WHAT IS BEING ASKED:
Print the data below verbatim, starting at its first line and ending at the line that contains "(357, 1296)", with both of those lines included.

⁂

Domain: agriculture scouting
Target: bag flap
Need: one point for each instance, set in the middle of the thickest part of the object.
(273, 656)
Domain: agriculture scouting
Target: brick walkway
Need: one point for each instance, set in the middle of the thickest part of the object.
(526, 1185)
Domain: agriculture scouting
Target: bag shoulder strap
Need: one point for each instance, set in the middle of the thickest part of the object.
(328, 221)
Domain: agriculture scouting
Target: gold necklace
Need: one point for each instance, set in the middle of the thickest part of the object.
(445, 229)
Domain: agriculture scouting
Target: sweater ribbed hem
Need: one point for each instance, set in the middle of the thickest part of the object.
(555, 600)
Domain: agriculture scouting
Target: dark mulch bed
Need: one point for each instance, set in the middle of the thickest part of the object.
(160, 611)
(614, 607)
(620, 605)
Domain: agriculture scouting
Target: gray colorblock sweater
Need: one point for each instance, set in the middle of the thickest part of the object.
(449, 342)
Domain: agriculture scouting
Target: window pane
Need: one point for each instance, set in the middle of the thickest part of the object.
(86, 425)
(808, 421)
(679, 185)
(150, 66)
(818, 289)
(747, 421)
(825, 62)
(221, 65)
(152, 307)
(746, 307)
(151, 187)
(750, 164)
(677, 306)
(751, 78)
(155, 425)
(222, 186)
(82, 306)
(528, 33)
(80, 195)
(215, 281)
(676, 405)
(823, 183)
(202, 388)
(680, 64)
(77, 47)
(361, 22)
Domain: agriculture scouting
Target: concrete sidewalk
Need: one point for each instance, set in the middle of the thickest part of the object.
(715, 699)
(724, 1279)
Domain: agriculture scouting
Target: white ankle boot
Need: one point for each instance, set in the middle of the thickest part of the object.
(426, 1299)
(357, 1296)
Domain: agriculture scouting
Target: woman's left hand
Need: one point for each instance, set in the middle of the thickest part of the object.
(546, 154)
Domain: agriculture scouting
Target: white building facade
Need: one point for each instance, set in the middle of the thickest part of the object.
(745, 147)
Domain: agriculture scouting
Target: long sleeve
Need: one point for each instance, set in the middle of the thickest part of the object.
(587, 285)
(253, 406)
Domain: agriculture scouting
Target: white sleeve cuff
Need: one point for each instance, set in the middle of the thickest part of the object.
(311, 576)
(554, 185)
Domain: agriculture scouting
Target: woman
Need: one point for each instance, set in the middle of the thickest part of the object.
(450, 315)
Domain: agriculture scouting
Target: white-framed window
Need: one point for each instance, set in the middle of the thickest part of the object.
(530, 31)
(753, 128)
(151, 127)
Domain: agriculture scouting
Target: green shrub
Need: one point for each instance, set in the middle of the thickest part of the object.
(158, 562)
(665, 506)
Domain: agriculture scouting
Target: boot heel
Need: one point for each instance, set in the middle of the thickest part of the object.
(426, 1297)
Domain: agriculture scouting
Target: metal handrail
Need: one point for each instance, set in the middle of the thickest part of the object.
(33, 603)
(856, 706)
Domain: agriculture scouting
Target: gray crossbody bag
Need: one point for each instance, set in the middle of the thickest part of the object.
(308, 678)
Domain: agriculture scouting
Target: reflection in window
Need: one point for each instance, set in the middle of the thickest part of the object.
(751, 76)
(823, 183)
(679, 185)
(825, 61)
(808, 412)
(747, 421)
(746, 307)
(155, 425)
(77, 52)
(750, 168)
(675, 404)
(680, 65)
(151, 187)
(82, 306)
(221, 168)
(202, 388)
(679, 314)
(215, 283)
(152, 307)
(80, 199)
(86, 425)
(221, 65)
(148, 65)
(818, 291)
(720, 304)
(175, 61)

⁂

THE REPLY:
Domain: agriculture scouting
Target: bag flap
Need: one point for each instance, set in the middle of the thickest part of the object.
(273, 656)
Domain: agriculture scouting
Target: brick walkway
Need: one point for each instance, set in the middle of the thickest part of the object.
(526, 1185)
Domain: agriculture scouting
Target: bag shoulder strap
Need: one point for each instance, set in the middle of the thickest part of the object.
(328, 221)
Domain: agriculture scouting
Target: gold necklace
Need: one point for each instance, set in the middle of the thickest part of the object.
(445, 229)
Domain: agriculture scouting
Target: sweater ribbed hem
Need: one point for each instance, set in the middle of the thickest part of the object.
(555, 600)
Domain: agriculture scouting
Target: dark mulch bed
Need: one point for each instance, set in the middle of the thickest part of the object.
(160, 611)
(614, 607)
(620, 605)
Domain: agriculture scouting
Target: gray colorblock sweater
Need: one point for each instance, set in the middle of the thickest part of the object.
(449, 342)
Domain: agriculture scouting
Target: window pane
Need: one point for each instance, set in the middle of the thickest part of the object.
(86, 425)
(808, 421)
(679, 185)
(150, 66)
(818, 289)
(747, 421)
(825, 62)
(221, 65)
(152, 307)
(746, 307)
(151, 187)
(750, 164)
(677, 306)
(751, 78)
(155, 425)
(222, 186)
(82, 306)
(528, 33)
(80, 195)
(215, 281)
(676, 405)
(823, 183)
(202, 388)
(680, 64)
(77, 47)
(361, 22)
Domain: agriculture scouting
Target: concrete sidewalk
Need: one point for each instance, set in the middle of the thickest part of the object.
(715, 699)
(724, 1279)
Domain: agriculture scouting
Target: white ankle boot
Need: one point for each instance, set in the middle of the thickest part of the object.
(426, 1299)
(357, 1296)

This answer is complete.